● PASSAGE PROVIDED:
+++
I have fed Penny raw since she was about 9 weeks old. She is 6 months tomorrow and eats about 1300g a day. The Vizsla Raw and Natural group on facebook is amazing for help and resources.


----------



## duncan88

Just gave Chester his first Raw Chicken wing. He wolfed it down to quickly for me to intervene and started to choke and panic. How do I prevent this happening again?? heart is still racing!!!!


----------



## organicthoughts

duncan88 said:


> Just gave Chester his first Raw Chicken wing. He wolfed it down to quickly for me to intervene and started to choke and panic. How do I prevent this happening again?? heart is still racing!!!!


Hand feed ingestible bones, til he is used to them so you can ensure he crunches through them.


----------



## einspänner

How old is Chester?


----------



## Spy Car

duncan88 said:


> Just gave Chester his first Raw Chicken wing. He wolfed it down to quickly for me to intervene and started to choke and panic. How do I prevent this happening again?? heart is still racing!!!!


My V, now 21 months old, is also named Chester. He's been raw fed from 8 weeks.

Ditto on OTs suggestion about hand feeding. Also, it is better to feed bigger pieces (like chicken quarters) when starting so they are forced to chew rather than to attempt to swallow things whole.

Bill


----------



## trevor1000

Bacchus has had raw since 10 weeks or so.
I prefer the chicken and turkey backs that have some meat and skin attached.
They are a bit larger and when i can get them they are super cheap to buy.
He gets kibble every day, and raw probably every 3 days
He is fairly passive with his raw stuff, he licks it a bit before he eats.
He whines and does his happy dance when it is warming up in the microwave though.


----------
+++
● RECORDS SUPPLIED:
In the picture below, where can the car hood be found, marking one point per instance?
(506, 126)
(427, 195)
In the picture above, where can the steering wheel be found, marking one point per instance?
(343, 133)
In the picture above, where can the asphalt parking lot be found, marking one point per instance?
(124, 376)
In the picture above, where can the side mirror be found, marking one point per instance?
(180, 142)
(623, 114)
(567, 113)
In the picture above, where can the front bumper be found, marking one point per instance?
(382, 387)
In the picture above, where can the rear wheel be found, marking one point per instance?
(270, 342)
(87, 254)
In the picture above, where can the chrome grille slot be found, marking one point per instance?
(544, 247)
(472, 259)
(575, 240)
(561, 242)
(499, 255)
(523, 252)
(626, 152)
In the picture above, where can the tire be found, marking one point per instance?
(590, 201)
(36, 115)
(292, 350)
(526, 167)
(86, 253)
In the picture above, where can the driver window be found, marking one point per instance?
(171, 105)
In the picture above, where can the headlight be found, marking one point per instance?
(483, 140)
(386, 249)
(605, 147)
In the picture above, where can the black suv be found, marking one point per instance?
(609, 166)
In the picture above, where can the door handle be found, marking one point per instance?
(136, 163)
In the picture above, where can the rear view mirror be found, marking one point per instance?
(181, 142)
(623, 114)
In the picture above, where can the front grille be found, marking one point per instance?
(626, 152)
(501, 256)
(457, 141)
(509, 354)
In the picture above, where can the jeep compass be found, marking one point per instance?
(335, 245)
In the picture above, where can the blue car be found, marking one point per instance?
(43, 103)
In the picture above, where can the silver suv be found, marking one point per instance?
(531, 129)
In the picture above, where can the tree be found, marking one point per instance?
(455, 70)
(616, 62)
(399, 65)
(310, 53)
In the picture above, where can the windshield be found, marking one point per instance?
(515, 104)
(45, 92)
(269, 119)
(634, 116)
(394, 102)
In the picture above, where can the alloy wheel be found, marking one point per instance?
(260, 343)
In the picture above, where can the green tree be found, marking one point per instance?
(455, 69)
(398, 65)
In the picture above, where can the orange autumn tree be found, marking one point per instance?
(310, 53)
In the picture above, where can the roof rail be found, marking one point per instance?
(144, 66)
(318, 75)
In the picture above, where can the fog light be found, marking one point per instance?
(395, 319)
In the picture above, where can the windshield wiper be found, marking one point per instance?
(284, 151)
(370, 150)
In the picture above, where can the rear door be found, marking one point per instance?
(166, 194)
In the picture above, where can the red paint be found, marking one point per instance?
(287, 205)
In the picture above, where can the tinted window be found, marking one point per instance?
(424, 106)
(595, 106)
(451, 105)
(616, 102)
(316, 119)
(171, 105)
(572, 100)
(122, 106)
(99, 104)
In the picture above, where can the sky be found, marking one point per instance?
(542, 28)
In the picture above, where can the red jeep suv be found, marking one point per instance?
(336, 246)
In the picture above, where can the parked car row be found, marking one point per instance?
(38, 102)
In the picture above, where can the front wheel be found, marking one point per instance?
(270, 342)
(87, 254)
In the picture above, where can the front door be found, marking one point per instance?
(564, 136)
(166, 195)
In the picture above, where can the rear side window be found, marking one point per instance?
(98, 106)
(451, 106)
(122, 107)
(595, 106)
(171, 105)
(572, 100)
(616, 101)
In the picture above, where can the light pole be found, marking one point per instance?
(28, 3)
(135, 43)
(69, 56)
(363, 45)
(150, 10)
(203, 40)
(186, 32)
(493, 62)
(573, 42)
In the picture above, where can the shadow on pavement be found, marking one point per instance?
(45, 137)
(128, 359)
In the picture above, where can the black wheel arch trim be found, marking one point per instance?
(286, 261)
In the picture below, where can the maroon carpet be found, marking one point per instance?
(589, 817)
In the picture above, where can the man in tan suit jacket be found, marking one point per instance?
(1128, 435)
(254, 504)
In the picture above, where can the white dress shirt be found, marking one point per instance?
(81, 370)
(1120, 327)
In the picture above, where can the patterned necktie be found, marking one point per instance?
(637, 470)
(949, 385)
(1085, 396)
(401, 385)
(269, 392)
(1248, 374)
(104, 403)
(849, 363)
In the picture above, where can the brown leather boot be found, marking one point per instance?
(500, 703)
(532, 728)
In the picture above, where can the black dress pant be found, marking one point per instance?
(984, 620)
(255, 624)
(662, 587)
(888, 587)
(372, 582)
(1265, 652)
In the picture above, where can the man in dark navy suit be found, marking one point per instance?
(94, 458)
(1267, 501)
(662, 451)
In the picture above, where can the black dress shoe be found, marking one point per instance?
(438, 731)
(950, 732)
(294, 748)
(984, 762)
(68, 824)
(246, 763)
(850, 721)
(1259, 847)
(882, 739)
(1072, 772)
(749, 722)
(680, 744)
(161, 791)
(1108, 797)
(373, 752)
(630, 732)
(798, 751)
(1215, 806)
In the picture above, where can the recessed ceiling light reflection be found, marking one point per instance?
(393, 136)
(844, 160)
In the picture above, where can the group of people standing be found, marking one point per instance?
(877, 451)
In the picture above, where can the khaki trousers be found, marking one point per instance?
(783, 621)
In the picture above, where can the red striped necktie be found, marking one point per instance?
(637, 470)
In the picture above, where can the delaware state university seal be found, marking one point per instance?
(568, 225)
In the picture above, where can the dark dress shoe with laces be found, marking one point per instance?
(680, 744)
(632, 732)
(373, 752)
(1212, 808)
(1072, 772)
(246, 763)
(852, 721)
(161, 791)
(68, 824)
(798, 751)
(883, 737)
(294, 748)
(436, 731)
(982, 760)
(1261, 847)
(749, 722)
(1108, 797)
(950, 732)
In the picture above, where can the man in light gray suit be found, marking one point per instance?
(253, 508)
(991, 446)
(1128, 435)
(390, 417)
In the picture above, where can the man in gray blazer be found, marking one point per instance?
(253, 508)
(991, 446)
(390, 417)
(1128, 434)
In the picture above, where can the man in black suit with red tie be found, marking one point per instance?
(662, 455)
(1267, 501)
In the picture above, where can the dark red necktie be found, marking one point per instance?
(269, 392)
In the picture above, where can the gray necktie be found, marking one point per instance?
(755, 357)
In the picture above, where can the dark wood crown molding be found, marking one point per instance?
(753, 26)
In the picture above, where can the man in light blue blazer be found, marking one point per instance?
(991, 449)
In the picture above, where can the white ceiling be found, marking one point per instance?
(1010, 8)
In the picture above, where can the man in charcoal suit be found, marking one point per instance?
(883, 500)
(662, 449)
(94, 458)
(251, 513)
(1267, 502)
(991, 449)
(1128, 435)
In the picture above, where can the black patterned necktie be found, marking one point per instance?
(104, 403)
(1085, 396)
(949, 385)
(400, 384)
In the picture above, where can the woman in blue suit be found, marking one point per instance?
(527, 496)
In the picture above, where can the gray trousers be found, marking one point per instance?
+++
● JOB 1: Repeat the portion of the thread on raw-feeding dogs starting at "I prefer the" and ending at "cheap to buy.".
● JOB 2:
Answer these questions from the thread on raw-feeding dogs:
(a) At about what age did Penny begin eating raw food?
(b) What larger pieces does one reply recommend feeding when starting, so that the dog must chew?
(c) How often does Bacchus get raw food?
● JOB 3: List every username that heads a post in the thread on raw-feeding dogs.

● PROBLEM SOLUTION 1:
I prefer the chicken and turkey backs that have some meat and skin attached.
They are a bit larger and when i can get them they are super cheap to buy.

● PROBLEM SOLUTION 2:
(a) About 9 weeks old.
(b) Chicken quarters.
(c) Probably every 3 days.

● PROBLEM SOLUTION 3:
duncan88
organicthoughts
einspänner
Spy Car
trevor1000